[Text-to-region grounding data]

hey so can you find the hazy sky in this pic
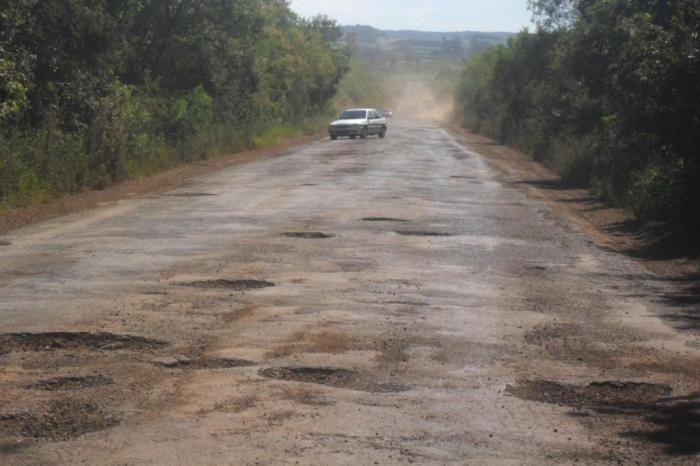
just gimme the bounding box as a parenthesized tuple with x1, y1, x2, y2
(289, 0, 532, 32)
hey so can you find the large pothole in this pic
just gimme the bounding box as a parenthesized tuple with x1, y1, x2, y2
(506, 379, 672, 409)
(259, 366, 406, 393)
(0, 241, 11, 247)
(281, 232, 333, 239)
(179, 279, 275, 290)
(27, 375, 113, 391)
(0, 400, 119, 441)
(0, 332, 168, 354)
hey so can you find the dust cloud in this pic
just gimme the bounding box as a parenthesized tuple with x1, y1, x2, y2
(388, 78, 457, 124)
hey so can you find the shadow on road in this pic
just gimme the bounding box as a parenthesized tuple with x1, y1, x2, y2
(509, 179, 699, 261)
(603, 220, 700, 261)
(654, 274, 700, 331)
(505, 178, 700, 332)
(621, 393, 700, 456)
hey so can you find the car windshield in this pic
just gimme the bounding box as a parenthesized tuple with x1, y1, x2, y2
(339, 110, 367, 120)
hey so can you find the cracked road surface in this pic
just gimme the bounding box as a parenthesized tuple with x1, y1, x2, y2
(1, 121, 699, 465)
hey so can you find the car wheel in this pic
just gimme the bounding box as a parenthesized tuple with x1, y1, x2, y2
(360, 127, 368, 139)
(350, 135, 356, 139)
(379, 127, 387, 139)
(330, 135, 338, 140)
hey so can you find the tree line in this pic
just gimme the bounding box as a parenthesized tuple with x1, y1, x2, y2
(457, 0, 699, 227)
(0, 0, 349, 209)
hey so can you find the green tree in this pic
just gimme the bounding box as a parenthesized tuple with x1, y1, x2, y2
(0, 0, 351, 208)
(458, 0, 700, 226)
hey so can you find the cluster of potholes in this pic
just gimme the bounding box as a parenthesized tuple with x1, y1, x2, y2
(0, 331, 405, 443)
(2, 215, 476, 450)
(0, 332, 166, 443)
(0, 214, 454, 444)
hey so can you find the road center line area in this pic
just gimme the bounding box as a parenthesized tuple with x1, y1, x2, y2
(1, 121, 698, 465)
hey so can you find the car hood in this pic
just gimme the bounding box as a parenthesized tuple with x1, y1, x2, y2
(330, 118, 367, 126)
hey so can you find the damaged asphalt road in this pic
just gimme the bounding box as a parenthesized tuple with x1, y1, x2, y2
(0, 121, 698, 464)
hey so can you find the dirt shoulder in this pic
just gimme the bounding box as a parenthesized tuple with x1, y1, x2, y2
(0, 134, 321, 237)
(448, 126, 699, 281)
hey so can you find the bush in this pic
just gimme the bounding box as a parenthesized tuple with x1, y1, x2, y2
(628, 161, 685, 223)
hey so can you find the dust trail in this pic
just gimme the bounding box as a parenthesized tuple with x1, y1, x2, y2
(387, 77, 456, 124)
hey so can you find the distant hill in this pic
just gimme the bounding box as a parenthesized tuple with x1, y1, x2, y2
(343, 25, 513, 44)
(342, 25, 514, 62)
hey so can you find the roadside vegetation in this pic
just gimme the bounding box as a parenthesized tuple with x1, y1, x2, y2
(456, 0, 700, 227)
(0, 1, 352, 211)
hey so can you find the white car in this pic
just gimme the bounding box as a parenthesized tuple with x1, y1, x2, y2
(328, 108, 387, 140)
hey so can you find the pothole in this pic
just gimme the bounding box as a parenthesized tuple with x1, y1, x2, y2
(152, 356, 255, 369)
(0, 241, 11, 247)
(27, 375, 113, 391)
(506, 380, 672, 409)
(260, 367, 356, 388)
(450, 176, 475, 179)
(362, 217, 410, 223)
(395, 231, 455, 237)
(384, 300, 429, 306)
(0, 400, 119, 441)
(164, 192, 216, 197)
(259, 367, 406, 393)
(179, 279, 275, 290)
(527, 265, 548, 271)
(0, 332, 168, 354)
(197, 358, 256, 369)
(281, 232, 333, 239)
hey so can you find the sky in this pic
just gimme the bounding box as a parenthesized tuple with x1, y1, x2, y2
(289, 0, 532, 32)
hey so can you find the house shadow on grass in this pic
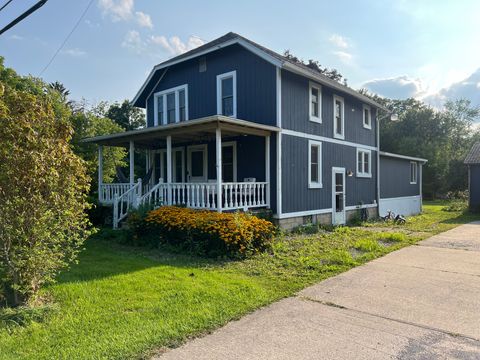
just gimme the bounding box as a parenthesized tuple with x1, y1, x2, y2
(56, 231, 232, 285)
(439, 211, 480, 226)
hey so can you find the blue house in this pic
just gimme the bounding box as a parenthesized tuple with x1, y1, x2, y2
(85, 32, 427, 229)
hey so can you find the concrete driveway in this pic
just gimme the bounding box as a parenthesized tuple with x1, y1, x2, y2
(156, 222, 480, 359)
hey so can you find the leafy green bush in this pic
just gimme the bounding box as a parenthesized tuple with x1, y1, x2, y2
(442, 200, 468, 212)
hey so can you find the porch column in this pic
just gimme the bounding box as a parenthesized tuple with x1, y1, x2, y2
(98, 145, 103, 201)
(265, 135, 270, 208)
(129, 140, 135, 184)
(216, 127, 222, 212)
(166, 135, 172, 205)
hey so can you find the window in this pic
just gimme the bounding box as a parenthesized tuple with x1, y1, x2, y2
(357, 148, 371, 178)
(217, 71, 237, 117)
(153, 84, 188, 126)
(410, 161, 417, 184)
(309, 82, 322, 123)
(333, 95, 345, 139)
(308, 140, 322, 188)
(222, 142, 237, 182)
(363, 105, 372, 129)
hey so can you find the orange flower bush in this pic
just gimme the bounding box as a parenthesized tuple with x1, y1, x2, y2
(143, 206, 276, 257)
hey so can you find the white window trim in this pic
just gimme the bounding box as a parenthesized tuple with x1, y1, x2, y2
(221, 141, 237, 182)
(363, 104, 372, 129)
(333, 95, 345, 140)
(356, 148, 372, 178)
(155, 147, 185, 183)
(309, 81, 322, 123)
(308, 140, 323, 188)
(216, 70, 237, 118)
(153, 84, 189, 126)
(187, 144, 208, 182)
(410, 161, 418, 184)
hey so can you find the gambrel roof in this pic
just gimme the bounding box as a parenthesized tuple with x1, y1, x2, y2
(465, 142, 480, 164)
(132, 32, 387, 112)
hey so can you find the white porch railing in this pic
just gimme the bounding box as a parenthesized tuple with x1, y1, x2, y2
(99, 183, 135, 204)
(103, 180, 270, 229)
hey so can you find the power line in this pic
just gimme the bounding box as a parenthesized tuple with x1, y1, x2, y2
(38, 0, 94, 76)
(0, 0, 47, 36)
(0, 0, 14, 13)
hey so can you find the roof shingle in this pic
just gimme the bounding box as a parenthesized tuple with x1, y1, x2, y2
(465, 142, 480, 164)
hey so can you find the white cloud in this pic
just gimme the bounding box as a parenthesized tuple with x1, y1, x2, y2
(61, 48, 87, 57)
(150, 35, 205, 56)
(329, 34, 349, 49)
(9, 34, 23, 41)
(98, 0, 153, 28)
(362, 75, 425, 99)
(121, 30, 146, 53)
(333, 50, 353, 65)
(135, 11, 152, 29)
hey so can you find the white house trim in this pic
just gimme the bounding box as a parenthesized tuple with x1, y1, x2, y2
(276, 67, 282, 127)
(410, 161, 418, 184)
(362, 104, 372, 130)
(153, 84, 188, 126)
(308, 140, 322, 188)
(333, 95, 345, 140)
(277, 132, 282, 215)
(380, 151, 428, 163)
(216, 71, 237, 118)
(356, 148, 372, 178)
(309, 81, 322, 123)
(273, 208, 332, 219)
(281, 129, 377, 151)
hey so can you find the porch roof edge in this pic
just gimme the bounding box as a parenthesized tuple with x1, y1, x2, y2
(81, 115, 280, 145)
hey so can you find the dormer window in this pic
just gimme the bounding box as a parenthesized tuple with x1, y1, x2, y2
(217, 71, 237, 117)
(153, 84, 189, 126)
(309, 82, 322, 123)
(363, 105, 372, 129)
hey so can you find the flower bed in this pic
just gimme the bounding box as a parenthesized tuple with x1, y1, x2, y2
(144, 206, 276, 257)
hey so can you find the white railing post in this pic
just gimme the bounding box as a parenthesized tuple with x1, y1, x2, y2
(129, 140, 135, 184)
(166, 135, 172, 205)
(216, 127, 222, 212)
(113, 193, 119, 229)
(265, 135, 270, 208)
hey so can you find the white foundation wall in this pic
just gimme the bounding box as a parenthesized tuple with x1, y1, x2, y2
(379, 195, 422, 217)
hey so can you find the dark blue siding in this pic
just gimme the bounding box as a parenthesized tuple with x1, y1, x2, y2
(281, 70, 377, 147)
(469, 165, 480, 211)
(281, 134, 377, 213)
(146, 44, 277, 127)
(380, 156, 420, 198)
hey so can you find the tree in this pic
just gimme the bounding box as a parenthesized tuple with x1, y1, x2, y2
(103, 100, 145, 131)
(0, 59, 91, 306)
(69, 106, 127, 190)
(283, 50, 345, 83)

● **What needs to be done**
State only how many lines above hold the string "railing".

● **The completed task**
2